Document extract >>
·····
In the last few years, many Americans have opted to ditch traditional cigarettes in favor of e-cigarettes. The popularity of smoking e-cigarettes or “vaping” is largely attributed to a widely-held belief that although it releases nicotine, vaping is less harmful than smoking because it lacks the tar and other combustible chemicals found in cigarettes that cause cancer.
Despite this theory, many health experts remain divided over the topic especially because the long-term effects of vaping remain unknown.
In May 2016 the Federal Drug Administration (FDA) threw its two-cents into the debate by formally prohibiting the sell of e-cigarettes to any consumer under the age of 18. The regulation was partially in response to the Centers for Disease Control and Prevention’s findings that 16% of high school students used e-cigarettes in 2015 compared to a mere 1.5% just four years earlier.
But the question still remains: Is vaping a safer alternative to smoking cigarettes?
·····
Provided information >>
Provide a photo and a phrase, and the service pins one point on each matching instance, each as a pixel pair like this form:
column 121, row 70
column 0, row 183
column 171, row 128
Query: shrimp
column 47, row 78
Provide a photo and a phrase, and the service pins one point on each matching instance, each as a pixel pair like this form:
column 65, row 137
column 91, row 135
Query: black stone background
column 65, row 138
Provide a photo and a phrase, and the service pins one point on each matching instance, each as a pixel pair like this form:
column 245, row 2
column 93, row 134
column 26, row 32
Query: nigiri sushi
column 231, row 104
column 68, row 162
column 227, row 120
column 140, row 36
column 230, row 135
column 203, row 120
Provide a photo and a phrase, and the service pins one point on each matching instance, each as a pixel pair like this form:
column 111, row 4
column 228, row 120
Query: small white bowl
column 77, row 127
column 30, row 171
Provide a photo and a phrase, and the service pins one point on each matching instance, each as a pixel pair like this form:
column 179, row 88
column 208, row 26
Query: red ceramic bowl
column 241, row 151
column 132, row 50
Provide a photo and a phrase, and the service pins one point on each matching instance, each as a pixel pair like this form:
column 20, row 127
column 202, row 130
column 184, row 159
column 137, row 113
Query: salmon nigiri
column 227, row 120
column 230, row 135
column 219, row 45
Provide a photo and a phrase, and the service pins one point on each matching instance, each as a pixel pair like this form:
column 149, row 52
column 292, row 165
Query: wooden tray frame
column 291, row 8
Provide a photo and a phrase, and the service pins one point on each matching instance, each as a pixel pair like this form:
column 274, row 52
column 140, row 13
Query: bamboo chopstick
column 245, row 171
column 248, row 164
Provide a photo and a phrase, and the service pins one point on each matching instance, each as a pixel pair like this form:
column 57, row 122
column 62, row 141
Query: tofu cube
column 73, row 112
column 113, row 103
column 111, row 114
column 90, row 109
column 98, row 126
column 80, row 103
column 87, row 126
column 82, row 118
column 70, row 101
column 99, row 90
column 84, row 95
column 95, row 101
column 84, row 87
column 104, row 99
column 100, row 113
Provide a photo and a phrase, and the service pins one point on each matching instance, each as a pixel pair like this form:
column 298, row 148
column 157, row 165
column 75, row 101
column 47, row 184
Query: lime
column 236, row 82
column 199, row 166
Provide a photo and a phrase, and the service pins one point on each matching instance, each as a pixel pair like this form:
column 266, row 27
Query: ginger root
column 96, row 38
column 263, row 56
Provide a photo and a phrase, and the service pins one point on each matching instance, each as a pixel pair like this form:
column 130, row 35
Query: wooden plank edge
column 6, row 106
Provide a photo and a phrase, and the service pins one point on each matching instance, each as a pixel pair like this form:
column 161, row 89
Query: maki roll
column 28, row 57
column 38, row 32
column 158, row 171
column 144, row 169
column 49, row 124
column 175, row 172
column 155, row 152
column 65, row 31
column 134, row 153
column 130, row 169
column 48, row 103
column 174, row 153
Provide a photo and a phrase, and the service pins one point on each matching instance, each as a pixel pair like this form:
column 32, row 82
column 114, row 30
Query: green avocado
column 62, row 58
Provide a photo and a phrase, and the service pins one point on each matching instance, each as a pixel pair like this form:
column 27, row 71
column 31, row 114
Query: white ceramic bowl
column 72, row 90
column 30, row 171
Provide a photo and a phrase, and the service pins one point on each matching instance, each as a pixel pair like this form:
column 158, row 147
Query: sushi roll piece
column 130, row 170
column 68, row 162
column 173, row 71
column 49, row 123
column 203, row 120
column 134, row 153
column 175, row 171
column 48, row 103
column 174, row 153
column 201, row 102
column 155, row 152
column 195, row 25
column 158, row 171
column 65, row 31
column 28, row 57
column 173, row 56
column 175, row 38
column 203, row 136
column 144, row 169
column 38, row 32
·····
Reproduce the passage on vaping and e-cigarettes above word for word, in full.

Task output >>
In the last few years, many Americans have opted to ditch traditional cigarettes in favor of e-cigarettes. The popularity of smoking e-cigarettes or “vaping” is largely attributed to a widely-held belief that although it releases nicotine, vaping is less harmful than smoking because it lacks the tar and other combustible chemicals found in cigarettes that cause cancer.
Despite this theory, many health experts remain divided over the topic especially because the long-term effects of vaping remain unknown.
In May 2016 the Federal Drug Administration (FDA) threw its two-cents into the debate by formally prohibiting the sell of e-cigarettes to any consumer under the age of 18. The regulation was partially in response to the Centers for Disease Control and Prevention’s findings that 16% of high school students used e-cigarettes in 2015 compared to a mere 1.5% just four years earlier.
But the question still remains: Is vaping a safer alternative to smoking cigarettes?